PROBLEM TO WORK ON >> Among the lines below, list those containing the string "floor".

DATASET RECORDS >>
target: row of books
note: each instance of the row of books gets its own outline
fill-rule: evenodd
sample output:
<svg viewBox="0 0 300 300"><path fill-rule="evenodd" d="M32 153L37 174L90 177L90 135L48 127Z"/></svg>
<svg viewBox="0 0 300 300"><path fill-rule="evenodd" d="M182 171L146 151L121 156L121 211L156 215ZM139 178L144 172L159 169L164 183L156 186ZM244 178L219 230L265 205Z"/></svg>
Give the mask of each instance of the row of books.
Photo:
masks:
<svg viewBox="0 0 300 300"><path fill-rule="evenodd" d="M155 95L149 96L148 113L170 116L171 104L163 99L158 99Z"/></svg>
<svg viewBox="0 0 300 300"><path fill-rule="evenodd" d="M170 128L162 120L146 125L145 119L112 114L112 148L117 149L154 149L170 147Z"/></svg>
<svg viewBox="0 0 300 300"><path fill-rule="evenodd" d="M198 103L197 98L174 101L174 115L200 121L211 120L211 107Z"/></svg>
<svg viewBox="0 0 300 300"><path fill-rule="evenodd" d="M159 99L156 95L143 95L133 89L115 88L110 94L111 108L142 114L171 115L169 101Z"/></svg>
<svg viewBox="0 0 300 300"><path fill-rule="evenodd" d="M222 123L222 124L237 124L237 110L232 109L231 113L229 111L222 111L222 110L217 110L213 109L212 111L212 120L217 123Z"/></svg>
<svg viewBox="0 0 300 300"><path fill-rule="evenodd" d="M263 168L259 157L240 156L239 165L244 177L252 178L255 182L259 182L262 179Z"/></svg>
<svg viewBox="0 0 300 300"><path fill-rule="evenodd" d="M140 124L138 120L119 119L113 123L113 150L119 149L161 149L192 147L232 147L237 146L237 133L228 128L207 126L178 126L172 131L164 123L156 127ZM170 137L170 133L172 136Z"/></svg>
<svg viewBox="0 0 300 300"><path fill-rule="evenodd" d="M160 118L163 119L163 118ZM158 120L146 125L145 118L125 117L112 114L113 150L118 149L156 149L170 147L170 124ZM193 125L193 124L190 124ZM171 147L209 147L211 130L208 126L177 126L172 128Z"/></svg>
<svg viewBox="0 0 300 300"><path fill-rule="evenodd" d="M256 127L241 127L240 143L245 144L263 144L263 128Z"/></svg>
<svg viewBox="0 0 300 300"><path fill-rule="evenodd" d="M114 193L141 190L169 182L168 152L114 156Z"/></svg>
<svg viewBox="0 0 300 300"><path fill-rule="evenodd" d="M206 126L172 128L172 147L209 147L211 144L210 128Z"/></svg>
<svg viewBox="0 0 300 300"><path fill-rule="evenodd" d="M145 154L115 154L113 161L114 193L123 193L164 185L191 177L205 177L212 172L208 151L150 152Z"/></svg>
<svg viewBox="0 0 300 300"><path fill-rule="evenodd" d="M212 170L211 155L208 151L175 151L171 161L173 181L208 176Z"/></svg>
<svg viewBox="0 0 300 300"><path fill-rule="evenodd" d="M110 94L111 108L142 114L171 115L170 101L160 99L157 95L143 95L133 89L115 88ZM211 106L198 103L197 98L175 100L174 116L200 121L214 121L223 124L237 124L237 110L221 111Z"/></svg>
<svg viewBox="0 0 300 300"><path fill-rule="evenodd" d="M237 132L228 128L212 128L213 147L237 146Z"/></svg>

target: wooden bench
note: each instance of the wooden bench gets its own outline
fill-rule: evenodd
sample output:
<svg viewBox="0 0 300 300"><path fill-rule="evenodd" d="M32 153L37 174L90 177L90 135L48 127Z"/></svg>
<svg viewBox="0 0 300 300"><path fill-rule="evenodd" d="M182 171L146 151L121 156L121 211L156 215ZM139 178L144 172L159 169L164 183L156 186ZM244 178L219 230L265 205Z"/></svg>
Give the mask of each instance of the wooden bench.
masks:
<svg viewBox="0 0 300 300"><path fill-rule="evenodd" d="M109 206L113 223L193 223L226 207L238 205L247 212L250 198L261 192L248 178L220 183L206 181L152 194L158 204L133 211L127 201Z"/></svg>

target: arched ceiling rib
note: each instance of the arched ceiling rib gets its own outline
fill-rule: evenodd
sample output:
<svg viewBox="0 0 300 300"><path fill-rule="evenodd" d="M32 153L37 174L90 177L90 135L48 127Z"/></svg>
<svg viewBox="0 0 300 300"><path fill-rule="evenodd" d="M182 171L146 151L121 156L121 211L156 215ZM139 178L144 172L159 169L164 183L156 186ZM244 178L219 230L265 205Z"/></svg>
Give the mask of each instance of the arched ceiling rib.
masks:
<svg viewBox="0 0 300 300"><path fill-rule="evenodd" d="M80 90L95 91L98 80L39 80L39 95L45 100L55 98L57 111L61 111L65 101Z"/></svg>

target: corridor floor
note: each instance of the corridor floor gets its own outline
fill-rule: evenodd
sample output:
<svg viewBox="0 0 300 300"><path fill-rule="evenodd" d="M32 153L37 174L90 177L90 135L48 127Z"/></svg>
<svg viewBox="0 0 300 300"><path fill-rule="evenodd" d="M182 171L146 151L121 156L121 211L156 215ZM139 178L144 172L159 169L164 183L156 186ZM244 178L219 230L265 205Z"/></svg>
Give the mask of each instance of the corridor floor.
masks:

WRITTEN SOLUTION >>
target: corridor floor
note: each instance of the corridor floor gets its own outline
Give the mask of each instance of the corridor floor.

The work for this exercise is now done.